* STUDY MATERIAL
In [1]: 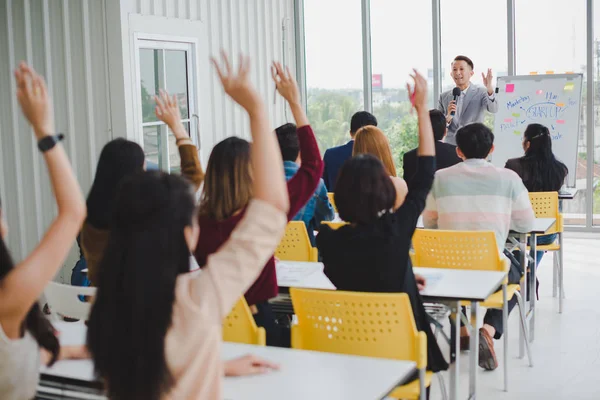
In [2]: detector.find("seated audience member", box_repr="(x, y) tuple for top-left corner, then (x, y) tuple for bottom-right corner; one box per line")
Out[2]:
(87, 53), (288, 400)
(423, 122), (535, 371)
(403, 109), (462, 184)
(81, 90), (204, 285)
(276, 123), (334, 246)
(322, 111), (377, 190)
(317, 71), (449, 376)
(353, 125), (408, 209)
(0, 63), (88, 399)
(194, 62), (322, 347)
(505, 123), (568, 265)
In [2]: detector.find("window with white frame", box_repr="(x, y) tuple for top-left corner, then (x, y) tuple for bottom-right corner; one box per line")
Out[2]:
(136, 39), (197, 173)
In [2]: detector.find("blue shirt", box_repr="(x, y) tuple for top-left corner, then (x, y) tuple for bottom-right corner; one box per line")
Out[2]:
(284, 161), (335, 246)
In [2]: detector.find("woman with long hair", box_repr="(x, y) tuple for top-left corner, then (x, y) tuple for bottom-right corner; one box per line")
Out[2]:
(81, 90), (204, 285)
(317, 72), (448, 386)
(194, 62), (322, 347)
(0, 63), (88, 399)
(505, 123), (568, 265)
(87, 53), (289, 400)
(352, 125), (408, 210)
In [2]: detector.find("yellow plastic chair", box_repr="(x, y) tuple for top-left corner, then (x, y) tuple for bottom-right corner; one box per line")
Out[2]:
(528, 192), (564, 312)
(290, 288), (429, 400)
(320, 221), (347, 230)
(223, 297), (266, 345)
(412, 229), (532, 392)
(327, 192), (337, 213)
(275, 221), (318, 262)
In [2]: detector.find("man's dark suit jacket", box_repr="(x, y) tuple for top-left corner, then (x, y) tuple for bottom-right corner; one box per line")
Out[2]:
(402, 141), (462, 183)
(323, 140), (354, 191)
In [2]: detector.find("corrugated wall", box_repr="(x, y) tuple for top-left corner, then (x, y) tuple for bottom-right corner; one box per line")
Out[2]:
(132, 0), (297, 149)
(0, 0), (111, 271)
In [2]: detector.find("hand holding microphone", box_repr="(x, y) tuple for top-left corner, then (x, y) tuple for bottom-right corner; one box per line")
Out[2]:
(446, 87), (461, 124)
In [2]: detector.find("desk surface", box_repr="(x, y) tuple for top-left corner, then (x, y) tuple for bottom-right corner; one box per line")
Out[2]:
(510, 217), (556, 234)
(559, 188), (577, 199)
(41, 323), (414, 400)
(414, 267), (506, 302)
(222, 343), (415, 400)
(276, 261), (336, 290)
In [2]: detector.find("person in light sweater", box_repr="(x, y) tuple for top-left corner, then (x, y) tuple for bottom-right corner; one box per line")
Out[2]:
(423, 122), (535, 371)
(86, 52), (290, 400)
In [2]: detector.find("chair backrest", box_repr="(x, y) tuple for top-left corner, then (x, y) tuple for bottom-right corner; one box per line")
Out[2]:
(528, 191), (562, 233)
(327, 192), (337, 213)
(290, 288), (426, 368)
(275, 221), (318, 262)
(44, 282), (96, 320)
(411, 229), (505, 272)
(223, 297), (266, 346)
(321, 221), (347, 230)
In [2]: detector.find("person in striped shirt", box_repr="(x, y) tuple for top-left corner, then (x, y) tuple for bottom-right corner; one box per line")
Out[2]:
(423, 122), (535, 371)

* WHAT THE EXERCISE ASKS
Output the listing above in full, exactly. No images.

* RESPONSE AREA
In [1]: 
In [2]: detector.find("seated audience member", box_repr="(x, y) tuple for top-left corner, then (x, y) tuple for bottom-right corner; one box per line")
Out[2]:
(87, 53), (288, 400)
(423, 122), (535, 371)
(403, 109), (462, 184)
(81, 90), (204, 285)
(276, 123), (334, 246)
(322, 111), (377, 190)
(317, 71), (449, 376)
(353, 125), (408, 209)
(0, 63), (88, 399)
(194, 62), (322, 347)
(505, 123), (568, 265)
In [2]: detector.find("window with white frame", box_repr="(x, y) tuple for top-left corner, then (x, y) tuple for bottom-right corner; one box per line")
Out[2]:
(136, 39), (197, 173)
In [2]: detector.find("blue shirt", box_repr="(x, y) tuple for top-left corner, then (x, y) tuple for bottom-right corner; one box per line")
Out[2]:
(284, 161), (335, 246)
In [2]: detector.find("woman with long hair", box_repr="(x, y) tuple for top-left corner, then (x, y) tuple for bottom-right corner; one box per line")
Out[2]:
(81, 90), (204, 285)
(317, 72), (448, 386)
(194, 62), (322, 347)
(0, 63), (88, 399)
(505, 123), (568, 265)
(87, 53), (289, 400)
(352, 125), (408, 210)
In [2]: detector.find("yellow plastic chair", box_repr="(x, y) tuple for top-left corner, then (x, y) tuple for bottom-right corner; one box per line")
Out[2]:
(528, 192), (564, 312)
(290, 288), (429, 400)
(320, 221), (347, 230)
(223, 297), (266, 345)
(412, 229), (532, 392)
(327, 192), (337, 213)
(275, 221), (318, 262)
In [2]: detector.find("man's dark suit jacket", box_repr="(x, y) tuple for top-left corner, then (x, y) tuple for bottom-right corner; one box per line")
Out[2]:
(402, 141), (462, 183)
(323, 140), (354, 191)
In [2]: detector.find("corrugated wall", box_repr="(x, y) tuple for top-left corner, then (x, y) tuple for bottom-right corner; one box per line")
Out[2]:
(132, 0), (297, 149)
(0, 0), (111, 271)
In [2]: detector.find("hand holding microphone", box_repr="(x, y) tuple for top-left corner, then (x, y) tuple for bottom-right corner; one box per line")
Out[2]:
(446, 87), (461, 124)
In [2]: detector.find("desk surface", box_repr="(x, y) tuple for top-left corner, then (x, y) tuple for bottom-right corner; one box per line")
Out[2]:
(510, 217), (556, 234)
(559, 188), (577, 199)
(41, 323), (414, 400)
(414, 267), (506, 302)
(222, 343), (415, 400)
(276, 261), (336, 290)
In [2]: detector.find("person in light sweater", box_repr="(x, y) tuple for top-left corner, then (x, y) tuple for bottom-right corner; one box per line")
Out[2]:
(423, 122), (535, 371)
(86, 52), (290, 400)
In [2]: detector.find("chair backrest", box_repr="(x, y) tuple for top-left corner, then (x, y) tuple for bottom-right corner; one box per line")
Out[2]:
(528, 191), (562, 233)
(327, 192), (337, 213)
(290, 288), (426, 368)
(275, 221), (318, 262)
(44, 282), (96, 320)
(411, 229), (505, 272)
(223, 297), (266, 346)
(321, 221), (347, 230)
In [2]: detector.find("person in striped shirt", box_repr="(x, y) tuple for top-left corner, then (x, y) tuple for bottom-right corner; one box per line")
Out[2]:
(423, 122), (535, 371)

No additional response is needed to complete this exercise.